__Your assignment__:
Go over the data and work out how many lines include the word "fence". Give that number only.
Content starts
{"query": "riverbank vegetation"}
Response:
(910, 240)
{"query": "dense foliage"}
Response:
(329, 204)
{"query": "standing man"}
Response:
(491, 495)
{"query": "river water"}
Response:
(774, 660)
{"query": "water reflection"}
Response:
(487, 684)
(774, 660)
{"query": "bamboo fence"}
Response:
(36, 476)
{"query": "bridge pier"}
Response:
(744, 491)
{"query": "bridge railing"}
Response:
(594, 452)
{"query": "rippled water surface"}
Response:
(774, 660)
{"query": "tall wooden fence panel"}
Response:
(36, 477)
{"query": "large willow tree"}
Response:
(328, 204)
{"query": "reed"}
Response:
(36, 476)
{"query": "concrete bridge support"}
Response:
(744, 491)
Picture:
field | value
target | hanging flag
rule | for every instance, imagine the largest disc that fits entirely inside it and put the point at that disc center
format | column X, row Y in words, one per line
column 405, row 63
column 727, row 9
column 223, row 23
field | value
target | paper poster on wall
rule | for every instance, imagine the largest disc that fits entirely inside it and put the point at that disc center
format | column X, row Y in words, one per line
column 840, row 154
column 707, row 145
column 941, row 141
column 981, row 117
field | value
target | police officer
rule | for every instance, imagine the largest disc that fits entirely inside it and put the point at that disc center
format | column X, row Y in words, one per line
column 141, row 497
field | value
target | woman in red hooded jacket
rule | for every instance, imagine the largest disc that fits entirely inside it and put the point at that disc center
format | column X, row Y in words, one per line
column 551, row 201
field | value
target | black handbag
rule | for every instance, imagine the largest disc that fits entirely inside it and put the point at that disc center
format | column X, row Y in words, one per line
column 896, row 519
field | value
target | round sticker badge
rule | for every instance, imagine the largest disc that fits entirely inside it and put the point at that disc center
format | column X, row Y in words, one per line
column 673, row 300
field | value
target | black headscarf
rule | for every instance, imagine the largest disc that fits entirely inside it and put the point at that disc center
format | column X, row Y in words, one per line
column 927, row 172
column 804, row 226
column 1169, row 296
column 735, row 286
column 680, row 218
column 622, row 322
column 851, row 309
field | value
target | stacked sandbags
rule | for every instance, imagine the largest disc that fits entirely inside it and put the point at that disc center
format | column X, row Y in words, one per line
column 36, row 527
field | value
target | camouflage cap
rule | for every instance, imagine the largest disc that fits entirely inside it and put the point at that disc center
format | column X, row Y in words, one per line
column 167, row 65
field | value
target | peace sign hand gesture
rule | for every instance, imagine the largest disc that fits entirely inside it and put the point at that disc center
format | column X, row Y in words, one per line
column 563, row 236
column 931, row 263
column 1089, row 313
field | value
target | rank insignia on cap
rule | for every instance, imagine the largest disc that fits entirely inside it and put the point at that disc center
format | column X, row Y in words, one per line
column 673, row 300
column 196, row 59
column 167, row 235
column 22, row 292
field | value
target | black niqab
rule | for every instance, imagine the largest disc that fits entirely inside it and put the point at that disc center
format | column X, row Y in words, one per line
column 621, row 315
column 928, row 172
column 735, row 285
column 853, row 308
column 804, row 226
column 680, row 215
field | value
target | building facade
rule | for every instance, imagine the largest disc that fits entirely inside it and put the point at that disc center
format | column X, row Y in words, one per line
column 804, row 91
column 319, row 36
Content ends
__Exercise answer__:
2